Единого, общепризнанного центра сопротивления тем не менее организовать не удалось, организационной дисциплины, военного опыта не хватало, и к середине лета 1921 г. очаги повстанческого движения были жестоко подавлены. Сохранившиеся отряды повстанцев стали отходить к китайской границе, в Монголию. На Алтае, в Южной Сибири еще сохранялись центры сопротивления, в частности, действовали отряды т. н. армии Горно-Алтайской области под командованием есаула А. П. Кайгородова. Его предшественником в деле организации «армии» был капитан Д. В. Сатунин, незадолго до падения Омска получивший от Колчака «особые полномочия» для создания белых партизанских отрядов в Горном Алтае.
Политическая программа Кайгородова отличалась большим «демократизмом», чем программные требования тобольских восставших. В газете «Наш Вестник», издававшейся штабом армии, была опубликована программа, согласно которой «все завоевания революции должны остаться неприкосновенными и закрепленными основными законами»; отказываться следовало лишь от «крайностей и исключительных положений революционного времени». Допускалась известная степень социализации предприятий (там, где «это представляется возможным и выгодным для народного хозяйства»), а по отношению к коммунистам – призывы «пойти по пути примирения».

_Короткое задание 1_
Кто, согласно фрагменту текста, командовал отрядами так называемой армии Горно-Алтайской области?

_Исходный список_

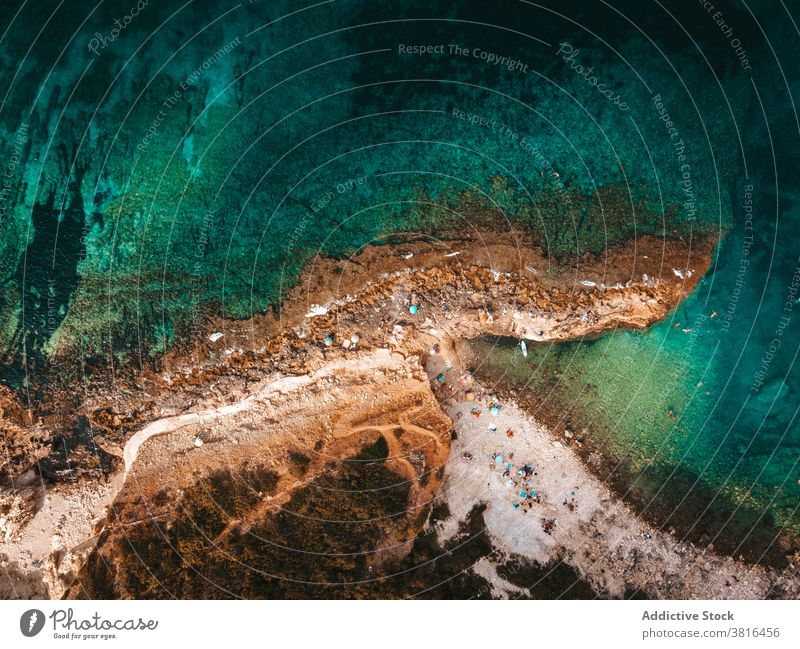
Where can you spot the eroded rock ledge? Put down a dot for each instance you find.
(285, 400)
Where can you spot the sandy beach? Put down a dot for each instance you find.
(343, 368)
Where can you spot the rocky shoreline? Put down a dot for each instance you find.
(353, 360)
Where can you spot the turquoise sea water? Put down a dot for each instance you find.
(191, 161)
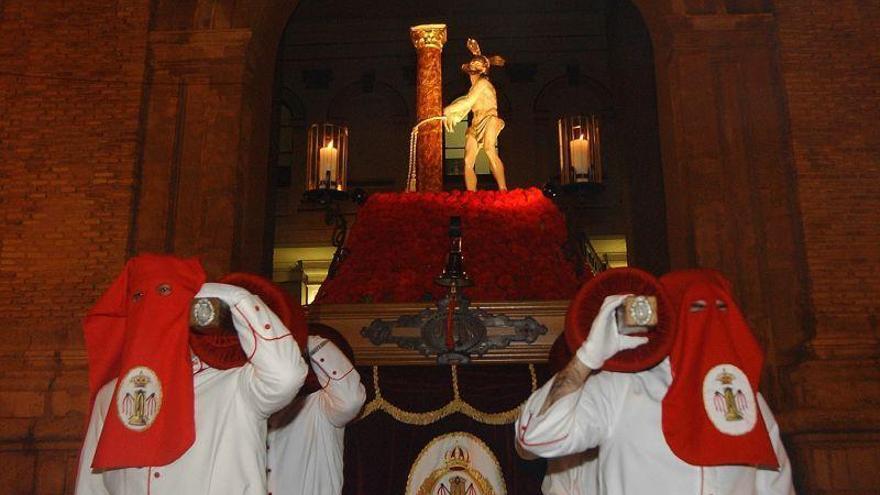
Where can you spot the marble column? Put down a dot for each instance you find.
(428, 40)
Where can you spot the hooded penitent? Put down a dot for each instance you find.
(312, 384)
(137, 332)
(585, 306)
(222, 350)
(710, 413)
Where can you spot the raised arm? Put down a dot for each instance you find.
(275, 370)
(575, 410)
(774, 481)
(342, 394)
(456, 111)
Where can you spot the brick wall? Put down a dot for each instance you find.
(70, 94)
(829, 60)
(71, 75)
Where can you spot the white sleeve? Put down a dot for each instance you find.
(88, 482)
(275, 371)
(774, 481)
(577, 422)
(342, 394)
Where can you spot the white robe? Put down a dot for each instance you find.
(574, 474)
(228, 456)
(620, 413)
(305, 454)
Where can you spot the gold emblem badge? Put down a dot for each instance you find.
(457, 463)
(139, 398)
(729, 400)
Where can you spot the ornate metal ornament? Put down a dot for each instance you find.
(454, 332)
(203, 312)
(641, 311)
(470, 330)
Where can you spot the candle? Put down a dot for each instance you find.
(327, 160)
(580, 158)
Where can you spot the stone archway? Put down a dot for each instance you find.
(731, 201)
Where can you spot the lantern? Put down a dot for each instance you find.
(327, 157)
(580, 157)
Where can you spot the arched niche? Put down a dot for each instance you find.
(375, 112)
(727, 168)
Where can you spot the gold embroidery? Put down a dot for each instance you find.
(482, 483)
(456, 405)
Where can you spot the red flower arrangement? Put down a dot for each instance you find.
(511, 242)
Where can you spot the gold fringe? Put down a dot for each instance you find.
(456, 405)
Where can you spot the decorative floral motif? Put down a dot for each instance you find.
(512, 246)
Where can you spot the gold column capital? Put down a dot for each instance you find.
(428, 36)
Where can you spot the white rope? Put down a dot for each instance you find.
(411, 176)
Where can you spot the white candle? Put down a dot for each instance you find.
(327, 159)
(580, 158)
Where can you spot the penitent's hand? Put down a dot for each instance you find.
(604, 340)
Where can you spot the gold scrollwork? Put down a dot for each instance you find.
(456, 405)
(428, 36)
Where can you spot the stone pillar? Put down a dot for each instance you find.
(428, 40)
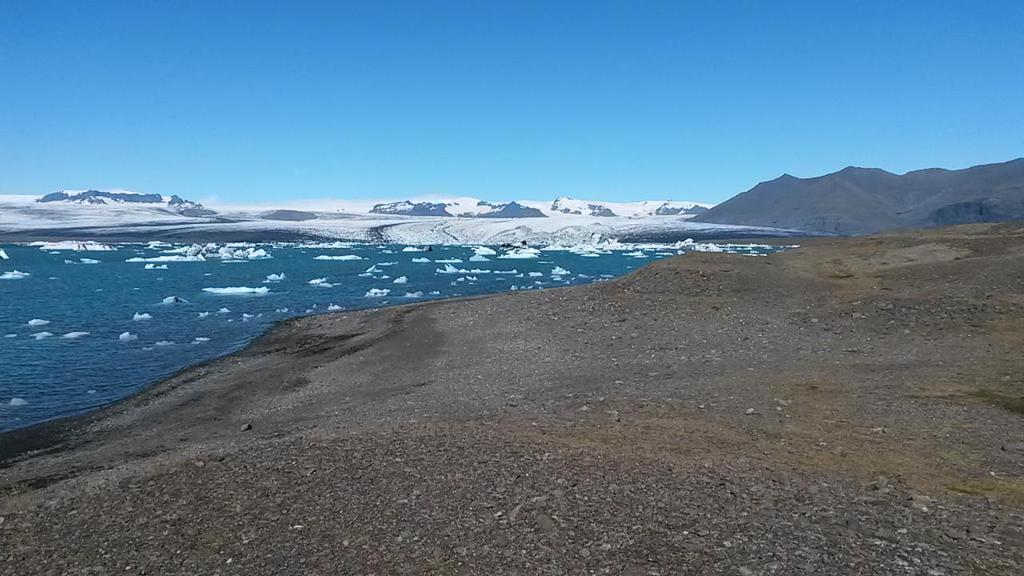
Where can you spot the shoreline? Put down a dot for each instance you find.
(852, 397)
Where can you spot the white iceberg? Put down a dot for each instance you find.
(238, 291)
(342, 257)
(14, 275)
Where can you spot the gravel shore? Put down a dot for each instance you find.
(853, 406)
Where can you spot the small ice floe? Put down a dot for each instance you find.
(523, 253)
(14, 275)
(170, 258)
(341, 257)
(88, 246)
(238, 291)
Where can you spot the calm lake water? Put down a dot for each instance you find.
(83, 328)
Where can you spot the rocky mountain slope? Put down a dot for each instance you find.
(868, 200)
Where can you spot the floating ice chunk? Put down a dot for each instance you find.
(172, 258)
(88, 246)
(342, 257)
(521, 253)
(14, 275)
(238, 291)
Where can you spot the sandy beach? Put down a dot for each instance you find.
(853, 406)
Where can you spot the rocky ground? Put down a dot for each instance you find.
(854, 406)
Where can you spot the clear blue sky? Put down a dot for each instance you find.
(279, 100)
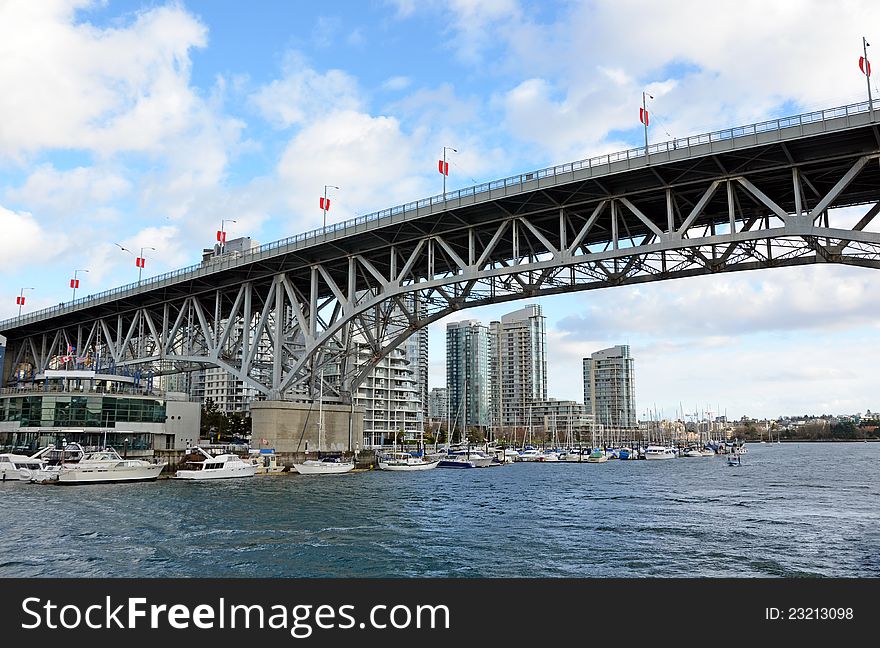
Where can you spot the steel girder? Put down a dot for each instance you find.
(277, 332)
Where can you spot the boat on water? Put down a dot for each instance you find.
(224, 466)
(405, 462)
(467, 458)
(325, 466)
(266, 461)
(573, 455)
(15, 467)
(530, 454)
(551, 455)
(596, 456)
(659, 452)
(100, 467)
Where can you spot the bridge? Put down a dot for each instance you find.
(283, 318)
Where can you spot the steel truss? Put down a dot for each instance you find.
(276, 333)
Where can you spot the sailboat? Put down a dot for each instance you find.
(327, 465)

_Короткое задание 2_
Повторите без изменений строки списка, начиная со строки с «Where can you spot the steel girder?» и до конца списка, включая обе границы.

_Ответ 1_
Есаул А. П. Кайгородов.

_Ответ 2_
Where can you spot the steel girder? Put down a dot for each instance you find.
(277, 332)
Where can you spot the boat on water? Put down a dot for each instance you find.
(224, 466)
(405, 462)
(467, 458)
(325, 466)
(266, 461)
(573, 455)
(15, 467)
(530, 454)
(551, 455)
(596, 456)
(659, 452)
(100, 467)
Where can you spot the bridge? Put down a dot for each instance you find.
(283, 318)
Where can you spot the steel truss? Put down a dot for each instance you find.
(276, 333)
Where can you spot the sailboat? Put down a dot for each instance you find.
(327, 465)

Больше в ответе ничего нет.